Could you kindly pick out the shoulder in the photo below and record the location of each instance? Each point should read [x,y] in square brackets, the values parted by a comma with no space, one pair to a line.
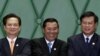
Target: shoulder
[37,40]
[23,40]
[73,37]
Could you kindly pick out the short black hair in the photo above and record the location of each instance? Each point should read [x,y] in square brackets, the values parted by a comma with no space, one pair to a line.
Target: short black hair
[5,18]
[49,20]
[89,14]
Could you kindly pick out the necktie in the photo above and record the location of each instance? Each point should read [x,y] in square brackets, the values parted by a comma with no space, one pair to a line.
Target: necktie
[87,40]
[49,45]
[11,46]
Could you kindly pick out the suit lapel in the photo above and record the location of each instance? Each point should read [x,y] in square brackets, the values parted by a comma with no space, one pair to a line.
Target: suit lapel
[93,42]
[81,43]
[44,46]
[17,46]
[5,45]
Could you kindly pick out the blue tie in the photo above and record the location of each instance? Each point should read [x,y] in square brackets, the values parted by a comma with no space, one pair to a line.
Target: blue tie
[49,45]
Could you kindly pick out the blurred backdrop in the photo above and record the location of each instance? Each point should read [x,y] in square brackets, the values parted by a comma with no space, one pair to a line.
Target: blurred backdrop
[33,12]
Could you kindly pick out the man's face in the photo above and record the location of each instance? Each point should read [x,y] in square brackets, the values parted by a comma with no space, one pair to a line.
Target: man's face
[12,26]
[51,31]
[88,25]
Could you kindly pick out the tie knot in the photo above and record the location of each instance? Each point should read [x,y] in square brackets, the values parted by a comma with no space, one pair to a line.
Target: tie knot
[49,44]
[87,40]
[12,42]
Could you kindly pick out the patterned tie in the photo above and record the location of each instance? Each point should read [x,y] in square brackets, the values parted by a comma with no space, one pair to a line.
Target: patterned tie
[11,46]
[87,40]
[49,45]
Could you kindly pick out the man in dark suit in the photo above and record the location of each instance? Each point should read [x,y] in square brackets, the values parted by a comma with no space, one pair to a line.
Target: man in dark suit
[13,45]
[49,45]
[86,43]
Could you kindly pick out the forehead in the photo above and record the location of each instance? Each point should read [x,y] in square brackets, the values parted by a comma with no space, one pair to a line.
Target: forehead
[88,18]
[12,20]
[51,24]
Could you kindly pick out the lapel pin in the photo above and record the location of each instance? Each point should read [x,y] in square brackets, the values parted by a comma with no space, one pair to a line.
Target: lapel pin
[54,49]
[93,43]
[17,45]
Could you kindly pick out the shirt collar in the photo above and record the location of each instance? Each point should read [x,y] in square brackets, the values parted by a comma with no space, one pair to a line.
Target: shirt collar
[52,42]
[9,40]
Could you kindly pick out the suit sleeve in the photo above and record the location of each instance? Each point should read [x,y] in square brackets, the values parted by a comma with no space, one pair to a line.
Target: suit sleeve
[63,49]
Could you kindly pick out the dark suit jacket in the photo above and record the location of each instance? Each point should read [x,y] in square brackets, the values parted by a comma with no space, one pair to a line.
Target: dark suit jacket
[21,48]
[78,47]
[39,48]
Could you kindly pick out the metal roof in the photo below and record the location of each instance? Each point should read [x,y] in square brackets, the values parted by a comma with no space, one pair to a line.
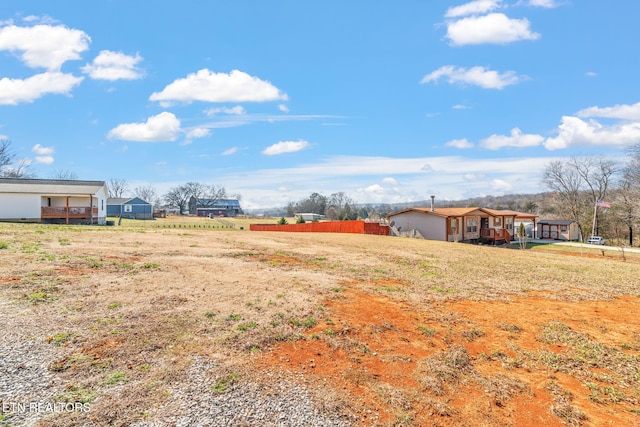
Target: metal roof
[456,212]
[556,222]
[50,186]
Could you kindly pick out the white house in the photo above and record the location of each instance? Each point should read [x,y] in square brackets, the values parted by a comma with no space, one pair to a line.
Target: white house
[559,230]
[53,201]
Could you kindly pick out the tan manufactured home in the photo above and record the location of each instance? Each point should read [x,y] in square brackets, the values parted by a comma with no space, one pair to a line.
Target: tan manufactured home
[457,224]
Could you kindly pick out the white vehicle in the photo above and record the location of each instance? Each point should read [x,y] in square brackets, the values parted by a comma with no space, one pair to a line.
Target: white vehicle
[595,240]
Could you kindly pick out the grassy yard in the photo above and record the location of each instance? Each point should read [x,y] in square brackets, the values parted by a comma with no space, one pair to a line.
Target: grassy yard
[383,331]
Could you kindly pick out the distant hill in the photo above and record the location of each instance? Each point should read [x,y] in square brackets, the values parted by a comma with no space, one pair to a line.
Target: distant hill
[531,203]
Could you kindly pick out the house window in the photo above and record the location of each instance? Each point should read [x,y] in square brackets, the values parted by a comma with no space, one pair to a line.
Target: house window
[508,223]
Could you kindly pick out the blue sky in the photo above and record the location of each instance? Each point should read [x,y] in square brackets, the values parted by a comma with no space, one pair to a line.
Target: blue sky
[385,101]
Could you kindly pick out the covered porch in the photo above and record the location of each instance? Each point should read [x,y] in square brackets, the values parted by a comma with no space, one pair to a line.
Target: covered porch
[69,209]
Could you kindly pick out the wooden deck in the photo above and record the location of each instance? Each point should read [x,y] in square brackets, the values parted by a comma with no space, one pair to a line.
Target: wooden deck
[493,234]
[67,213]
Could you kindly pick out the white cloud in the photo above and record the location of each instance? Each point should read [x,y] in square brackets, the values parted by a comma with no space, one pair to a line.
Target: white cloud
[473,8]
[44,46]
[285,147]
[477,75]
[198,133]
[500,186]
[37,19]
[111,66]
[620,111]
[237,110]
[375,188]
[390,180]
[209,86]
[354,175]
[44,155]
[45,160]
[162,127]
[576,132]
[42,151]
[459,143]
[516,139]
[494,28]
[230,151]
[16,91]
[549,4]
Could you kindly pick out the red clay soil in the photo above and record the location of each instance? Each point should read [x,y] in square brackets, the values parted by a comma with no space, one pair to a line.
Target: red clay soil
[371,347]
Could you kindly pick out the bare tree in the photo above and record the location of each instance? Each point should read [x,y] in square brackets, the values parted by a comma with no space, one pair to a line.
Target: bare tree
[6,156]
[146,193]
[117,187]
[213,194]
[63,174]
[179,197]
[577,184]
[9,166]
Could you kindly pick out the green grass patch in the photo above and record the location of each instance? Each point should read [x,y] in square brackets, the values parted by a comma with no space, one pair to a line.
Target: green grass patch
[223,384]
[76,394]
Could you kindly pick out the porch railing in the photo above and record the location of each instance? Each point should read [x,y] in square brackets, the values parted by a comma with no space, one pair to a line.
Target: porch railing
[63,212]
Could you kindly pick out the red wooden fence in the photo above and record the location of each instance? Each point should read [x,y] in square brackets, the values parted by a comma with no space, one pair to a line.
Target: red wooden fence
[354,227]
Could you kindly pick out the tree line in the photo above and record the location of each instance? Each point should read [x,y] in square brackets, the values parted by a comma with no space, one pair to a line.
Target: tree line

• • • • •

Exactly and only the lines from the one containing "Could you kindly pick out the red clay" through the end of the material are to be reproduced, both ends included.

→ Task solution
Could you kindly pick out the red clay soil in the photo above and record the location of each instance? Each point should read [x,y] in square brackets, the values parted by a comma with no space, one pair to a line.
Target: red clay soil
[371,347]
Could you kindly pick out the bare tree in the photo above and record the location of each instance? Each point should read [x,y] in square brackets, the values parted by a comma with no space, one pair to a line.
Target: bare tree
[6,156]
[146,193]
[117,187]
[213,194]
[63,174]
[179,197]
[577,184]
[9,166]
Could you kindly pick out the green grass patch in the photo above and record the location of each instance? Each point should read [x,y] in square brackets, the values parted by a comma with no space, one pair to a line.
Target: green grass patch
[223,384]
[76,394]
Could you kindly pick out the porch railing in the photo above and record the location of each instance? Each point should read [x,y] in square brackets, the values parted by a comma with no space, one pair to a line.
Target: porch railing
[63,212]
Could you kindly pick out the red wooden fence in the photo above and record the location of each instance? Each point should read [x,y] in square brackets, the values parted by a comma with no space, one pair to a line.
Target: red wooden fence
[354,227]
Could you kindly pick out the tree line in the photo above and record the location of each instance? Each point should read [x,y] in square brackets, the values parted by a comma with no space, one pair to a line.
Target: tree line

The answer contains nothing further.